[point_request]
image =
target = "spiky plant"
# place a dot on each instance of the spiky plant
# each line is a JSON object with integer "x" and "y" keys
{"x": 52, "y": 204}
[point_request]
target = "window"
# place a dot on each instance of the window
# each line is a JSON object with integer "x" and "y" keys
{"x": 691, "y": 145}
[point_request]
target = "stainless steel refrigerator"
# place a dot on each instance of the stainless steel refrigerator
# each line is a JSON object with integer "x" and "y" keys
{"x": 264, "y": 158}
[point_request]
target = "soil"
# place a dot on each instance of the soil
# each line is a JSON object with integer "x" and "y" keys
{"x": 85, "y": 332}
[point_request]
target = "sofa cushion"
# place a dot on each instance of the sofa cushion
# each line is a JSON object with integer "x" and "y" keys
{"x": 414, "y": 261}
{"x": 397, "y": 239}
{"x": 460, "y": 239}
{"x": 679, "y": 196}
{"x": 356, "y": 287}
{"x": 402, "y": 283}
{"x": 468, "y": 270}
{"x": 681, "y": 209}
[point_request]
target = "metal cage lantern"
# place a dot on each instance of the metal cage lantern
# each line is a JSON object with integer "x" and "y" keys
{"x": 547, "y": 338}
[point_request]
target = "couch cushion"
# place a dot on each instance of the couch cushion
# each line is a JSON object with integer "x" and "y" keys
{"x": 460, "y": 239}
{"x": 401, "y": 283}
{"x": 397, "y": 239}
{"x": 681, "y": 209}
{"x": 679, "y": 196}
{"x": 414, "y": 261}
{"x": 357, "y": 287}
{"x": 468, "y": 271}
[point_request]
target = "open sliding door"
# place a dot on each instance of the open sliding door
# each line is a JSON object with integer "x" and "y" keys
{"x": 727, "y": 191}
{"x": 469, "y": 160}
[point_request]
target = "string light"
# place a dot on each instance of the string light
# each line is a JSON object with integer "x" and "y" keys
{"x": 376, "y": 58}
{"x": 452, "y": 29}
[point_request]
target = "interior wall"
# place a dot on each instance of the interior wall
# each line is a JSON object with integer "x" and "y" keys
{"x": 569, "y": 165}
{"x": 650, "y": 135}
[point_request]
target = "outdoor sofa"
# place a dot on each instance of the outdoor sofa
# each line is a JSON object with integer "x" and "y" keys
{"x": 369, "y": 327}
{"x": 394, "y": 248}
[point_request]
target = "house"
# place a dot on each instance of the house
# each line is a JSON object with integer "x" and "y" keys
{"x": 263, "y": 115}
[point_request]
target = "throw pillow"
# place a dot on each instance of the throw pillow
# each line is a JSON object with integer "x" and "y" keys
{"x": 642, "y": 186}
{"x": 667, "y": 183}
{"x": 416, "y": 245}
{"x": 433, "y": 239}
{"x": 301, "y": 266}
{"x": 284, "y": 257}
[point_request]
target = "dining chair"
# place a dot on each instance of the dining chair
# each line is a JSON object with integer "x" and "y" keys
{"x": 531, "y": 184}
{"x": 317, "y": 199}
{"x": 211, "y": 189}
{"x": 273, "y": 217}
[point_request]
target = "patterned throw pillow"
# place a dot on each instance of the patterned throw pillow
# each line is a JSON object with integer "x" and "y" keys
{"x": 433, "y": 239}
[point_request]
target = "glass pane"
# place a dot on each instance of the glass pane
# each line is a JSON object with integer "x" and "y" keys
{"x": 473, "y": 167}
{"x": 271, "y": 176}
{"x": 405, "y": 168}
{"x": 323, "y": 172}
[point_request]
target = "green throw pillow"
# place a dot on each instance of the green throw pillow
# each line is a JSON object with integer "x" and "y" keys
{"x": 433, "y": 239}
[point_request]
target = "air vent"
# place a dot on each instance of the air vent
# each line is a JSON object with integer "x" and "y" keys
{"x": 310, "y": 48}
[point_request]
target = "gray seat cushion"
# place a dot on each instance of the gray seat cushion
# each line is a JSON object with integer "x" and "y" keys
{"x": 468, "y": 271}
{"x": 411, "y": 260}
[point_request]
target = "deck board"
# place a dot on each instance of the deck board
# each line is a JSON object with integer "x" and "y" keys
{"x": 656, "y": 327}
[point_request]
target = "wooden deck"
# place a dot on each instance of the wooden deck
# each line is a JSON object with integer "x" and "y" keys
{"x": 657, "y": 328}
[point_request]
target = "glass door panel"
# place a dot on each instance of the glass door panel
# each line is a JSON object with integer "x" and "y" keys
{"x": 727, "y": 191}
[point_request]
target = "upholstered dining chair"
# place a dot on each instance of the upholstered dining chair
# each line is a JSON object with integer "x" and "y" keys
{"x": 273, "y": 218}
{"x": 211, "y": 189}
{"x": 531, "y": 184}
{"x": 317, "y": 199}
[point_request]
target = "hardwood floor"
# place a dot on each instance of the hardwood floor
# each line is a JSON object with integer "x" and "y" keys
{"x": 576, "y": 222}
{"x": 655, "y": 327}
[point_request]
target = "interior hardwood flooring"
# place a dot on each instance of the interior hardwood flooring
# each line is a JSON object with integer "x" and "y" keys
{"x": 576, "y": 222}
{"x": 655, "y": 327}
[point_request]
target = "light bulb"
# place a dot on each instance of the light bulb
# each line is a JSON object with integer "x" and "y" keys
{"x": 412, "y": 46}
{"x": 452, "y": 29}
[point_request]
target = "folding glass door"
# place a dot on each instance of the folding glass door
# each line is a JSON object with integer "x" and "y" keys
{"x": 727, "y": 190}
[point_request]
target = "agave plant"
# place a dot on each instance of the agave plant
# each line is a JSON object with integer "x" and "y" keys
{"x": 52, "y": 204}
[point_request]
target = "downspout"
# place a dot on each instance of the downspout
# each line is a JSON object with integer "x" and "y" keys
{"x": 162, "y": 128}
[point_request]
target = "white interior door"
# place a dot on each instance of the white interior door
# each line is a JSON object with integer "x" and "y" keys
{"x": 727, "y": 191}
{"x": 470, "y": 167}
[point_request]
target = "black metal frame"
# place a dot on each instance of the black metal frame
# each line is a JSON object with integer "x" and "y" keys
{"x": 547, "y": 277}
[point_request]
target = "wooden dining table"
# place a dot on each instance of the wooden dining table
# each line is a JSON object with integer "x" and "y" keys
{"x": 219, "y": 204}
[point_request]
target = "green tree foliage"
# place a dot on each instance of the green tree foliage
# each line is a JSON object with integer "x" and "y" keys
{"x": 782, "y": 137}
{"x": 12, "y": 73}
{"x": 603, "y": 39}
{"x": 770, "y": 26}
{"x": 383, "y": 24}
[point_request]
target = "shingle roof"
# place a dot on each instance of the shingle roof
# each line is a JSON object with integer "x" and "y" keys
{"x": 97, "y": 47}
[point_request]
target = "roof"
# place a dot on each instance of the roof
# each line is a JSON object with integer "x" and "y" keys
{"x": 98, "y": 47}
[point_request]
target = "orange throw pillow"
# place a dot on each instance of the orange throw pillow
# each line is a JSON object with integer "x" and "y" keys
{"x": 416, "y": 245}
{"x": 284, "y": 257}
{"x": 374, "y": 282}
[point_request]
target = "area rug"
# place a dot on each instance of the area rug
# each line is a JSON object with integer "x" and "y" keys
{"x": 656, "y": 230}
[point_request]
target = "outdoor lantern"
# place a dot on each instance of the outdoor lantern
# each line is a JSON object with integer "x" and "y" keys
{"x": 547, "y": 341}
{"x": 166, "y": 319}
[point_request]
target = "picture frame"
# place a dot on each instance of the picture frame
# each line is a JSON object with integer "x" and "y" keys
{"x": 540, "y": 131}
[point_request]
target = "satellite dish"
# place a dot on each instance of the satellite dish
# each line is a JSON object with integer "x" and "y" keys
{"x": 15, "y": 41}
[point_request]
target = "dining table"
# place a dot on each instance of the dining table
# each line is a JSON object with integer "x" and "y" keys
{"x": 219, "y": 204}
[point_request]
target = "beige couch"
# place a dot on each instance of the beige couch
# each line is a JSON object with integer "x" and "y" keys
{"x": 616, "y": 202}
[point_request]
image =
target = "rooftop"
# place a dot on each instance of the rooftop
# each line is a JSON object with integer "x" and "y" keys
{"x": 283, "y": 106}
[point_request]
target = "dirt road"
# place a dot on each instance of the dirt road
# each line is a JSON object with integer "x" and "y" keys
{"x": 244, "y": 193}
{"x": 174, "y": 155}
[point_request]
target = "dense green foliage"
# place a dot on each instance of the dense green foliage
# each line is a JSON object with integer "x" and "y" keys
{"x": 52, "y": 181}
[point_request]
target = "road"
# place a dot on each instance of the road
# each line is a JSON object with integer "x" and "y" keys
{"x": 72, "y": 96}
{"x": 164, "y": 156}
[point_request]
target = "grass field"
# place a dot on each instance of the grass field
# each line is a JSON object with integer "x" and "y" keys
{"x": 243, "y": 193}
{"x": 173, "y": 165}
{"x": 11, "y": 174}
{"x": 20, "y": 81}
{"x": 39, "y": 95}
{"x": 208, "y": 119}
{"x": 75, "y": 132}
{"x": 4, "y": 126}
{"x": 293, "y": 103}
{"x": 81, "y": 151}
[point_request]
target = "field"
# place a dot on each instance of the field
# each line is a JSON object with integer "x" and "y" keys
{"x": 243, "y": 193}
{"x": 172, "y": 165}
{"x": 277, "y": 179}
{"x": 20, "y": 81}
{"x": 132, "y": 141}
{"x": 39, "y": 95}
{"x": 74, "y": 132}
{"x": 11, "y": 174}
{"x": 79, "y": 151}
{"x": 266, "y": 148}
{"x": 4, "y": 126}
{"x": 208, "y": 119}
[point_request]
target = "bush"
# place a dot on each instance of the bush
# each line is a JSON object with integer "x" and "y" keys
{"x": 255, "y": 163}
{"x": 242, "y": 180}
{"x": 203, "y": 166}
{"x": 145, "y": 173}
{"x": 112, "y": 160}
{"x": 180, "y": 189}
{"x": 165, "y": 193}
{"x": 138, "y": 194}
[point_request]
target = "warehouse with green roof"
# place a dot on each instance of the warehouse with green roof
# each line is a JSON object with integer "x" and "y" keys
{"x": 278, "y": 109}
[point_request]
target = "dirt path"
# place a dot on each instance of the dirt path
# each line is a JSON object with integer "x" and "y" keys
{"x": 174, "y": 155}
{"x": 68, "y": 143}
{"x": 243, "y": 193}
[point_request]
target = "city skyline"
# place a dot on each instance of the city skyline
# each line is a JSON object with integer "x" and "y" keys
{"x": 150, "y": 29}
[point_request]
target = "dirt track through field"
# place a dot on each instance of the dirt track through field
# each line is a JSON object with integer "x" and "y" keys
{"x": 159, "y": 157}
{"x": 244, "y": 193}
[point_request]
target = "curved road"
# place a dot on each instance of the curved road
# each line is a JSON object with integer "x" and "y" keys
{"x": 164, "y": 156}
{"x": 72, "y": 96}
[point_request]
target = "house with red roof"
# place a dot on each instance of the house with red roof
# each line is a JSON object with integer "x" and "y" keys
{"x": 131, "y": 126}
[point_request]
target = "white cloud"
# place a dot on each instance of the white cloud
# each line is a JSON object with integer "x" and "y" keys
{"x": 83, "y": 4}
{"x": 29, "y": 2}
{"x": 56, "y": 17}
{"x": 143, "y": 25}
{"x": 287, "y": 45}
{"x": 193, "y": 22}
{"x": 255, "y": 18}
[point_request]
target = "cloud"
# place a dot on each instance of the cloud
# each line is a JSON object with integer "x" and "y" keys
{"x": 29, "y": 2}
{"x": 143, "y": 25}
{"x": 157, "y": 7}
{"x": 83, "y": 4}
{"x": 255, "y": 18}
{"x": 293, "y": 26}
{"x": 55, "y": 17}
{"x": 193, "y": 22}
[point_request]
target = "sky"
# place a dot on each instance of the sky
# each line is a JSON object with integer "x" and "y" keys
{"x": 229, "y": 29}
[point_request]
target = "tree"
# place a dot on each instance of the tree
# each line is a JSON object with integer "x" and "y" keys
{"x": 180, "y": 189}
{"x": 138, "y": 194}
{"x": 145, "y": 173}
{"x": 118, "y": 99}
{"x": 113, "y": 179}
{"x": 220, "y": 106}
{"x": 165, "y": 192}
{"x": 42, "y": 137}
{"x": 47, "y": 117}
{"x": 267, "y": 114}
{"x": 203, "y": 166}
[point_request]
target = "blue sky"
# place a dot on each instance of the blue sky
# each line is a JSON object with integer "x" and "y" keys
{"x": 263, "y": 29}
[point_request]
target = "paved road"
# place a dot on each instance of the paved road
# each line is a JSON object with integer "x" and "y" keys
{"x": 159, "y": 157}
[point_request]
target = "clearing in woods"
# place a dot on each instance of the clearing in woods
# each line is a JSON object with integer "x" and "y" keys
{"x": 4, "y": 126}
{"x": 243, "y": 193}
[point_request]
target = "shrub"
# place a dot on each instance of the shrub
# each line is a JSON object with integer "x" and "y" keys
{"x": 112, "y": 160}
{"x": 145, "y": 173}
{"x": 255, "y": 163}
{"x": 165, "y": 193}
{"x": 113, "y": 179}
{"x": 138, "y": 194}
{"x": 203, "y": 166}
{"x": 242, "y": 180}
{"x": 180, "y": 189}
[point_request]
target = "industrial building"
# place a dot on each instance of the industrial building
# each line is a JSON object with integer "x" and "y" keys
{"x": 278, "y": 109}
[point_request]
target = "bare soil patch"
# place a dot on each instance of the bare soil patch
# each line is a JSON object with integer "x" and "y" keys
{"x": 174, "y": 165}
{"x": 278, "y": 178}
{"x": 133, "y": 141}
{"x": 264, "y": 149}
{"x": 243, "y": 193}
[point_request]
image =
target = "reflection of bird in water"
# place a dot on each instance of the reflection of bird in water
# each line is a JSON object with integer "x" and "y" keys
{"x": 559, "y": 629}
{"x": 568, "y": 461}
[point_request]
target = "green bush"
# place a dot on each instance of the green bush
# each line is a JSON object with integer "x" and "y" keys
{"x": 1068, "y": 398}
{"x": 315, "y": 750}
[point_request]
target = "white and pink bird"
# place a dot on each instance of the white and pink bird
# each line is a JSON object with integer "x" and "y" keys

========

Return every line of the material that contains the string "shingle". Matching is case-sensitive.

**Task answer**
target = "shingle roof"
# place a dot on each instance of the shingle roof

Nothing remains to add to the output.